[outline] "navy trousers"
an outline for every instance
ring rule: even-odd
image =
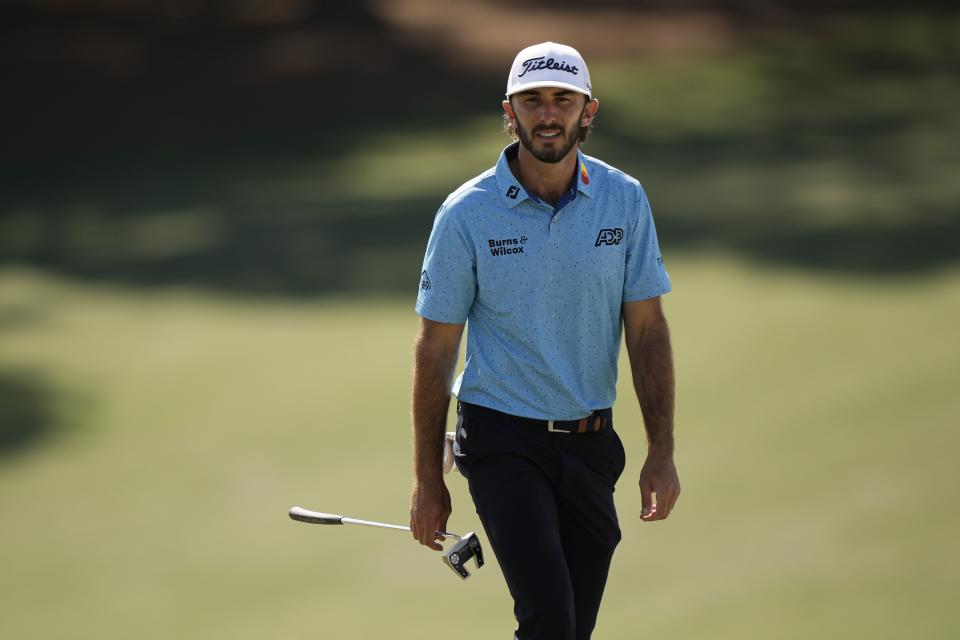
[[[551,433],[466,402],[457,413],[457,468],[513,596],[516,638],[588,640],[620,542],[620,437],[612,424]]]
* * *
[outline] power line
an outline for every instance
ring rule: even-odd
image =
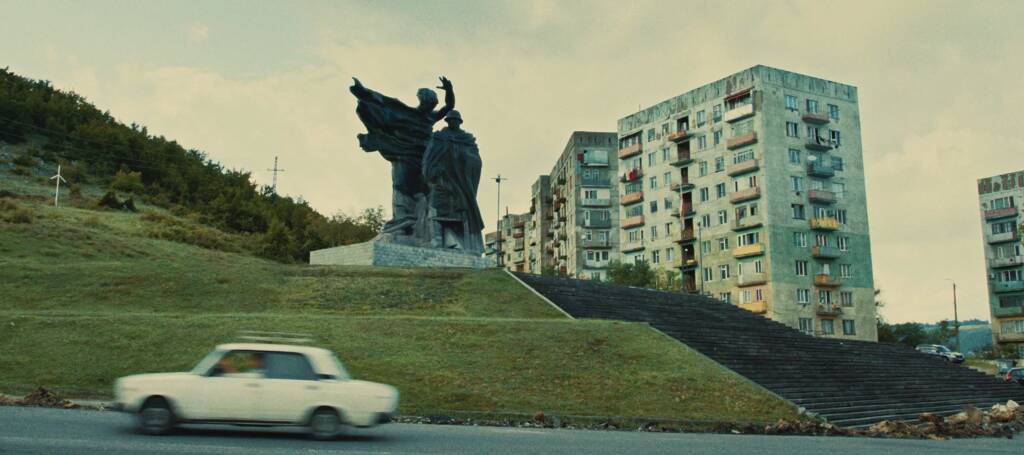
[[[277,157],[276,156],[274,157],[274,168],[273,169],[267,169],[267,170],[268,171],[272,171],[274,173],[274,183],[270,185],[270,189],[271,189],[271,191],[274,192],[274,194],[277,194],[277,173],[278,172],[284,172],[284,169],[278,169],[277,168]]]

* _THE PROBLEM_
Only lines that contain "outline" are needed, so copy each of them from the data.

* _SOLUTION_
[outline] "navy trousers"
an outline for every instance
[outline] power line
an outline for every instance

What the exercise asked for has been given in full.